TO BE DONE: Please list every line of the records below that contains the word "white", copying each one in full. Case counts.

RECORDS FOR THE TASK:
===

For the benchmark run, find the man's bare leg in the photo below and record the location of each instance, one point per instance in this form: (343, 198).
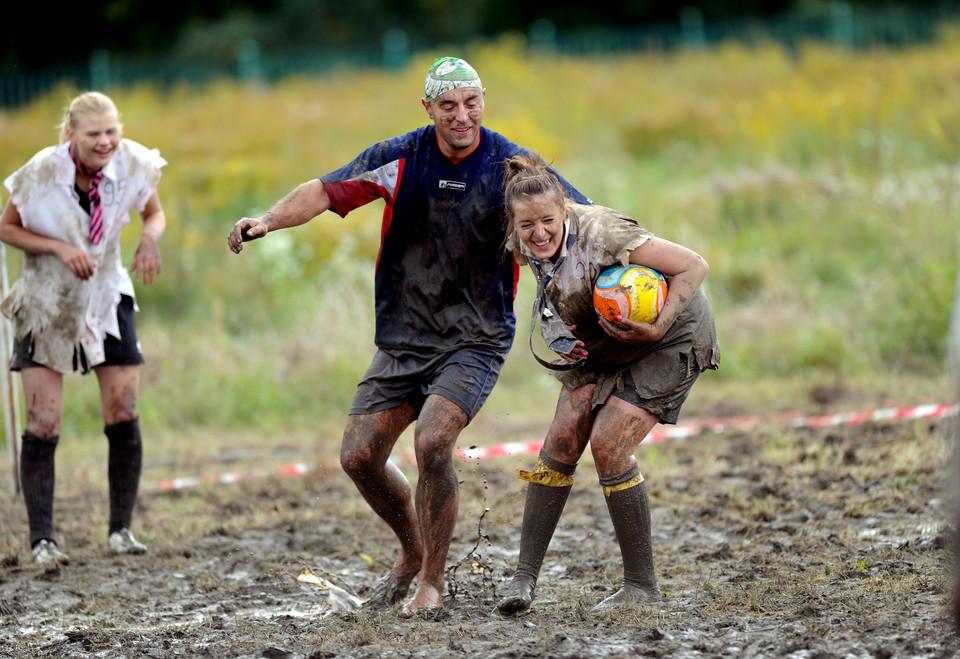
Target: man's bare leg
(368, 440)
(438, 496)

===

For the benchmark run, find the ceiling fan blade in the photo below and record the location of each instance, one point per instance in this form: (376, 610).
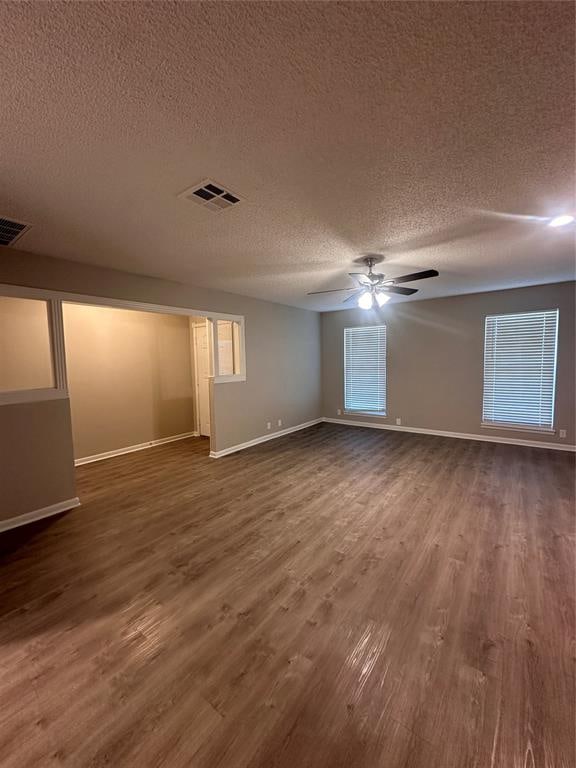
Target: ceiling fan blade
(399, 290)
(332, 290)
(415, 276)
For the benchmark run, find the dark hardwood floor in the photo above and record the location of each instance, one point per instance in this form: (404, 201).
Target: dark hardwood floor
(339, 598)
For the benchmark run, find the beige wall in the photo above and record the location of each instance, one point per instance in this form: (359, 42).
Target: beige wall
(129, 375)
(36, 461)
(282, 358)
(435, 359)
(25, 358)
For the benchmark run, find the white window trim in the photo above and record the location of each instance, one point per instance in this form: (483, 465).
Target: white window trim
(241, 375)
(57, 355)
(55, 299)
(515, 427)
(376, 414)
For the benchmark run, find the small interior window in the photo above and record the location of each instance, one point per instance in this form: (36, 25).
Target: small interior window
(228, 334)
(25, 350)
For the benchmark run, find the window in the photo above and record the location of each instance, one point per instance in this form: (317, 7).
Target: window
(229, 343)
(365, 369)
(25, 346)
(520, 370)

===

TASK OUTPUT:
For the benchmark run, find the white window trim in the photo above and record the location of each instance, one point per instance in this form: (483, 465).
Target: white window trim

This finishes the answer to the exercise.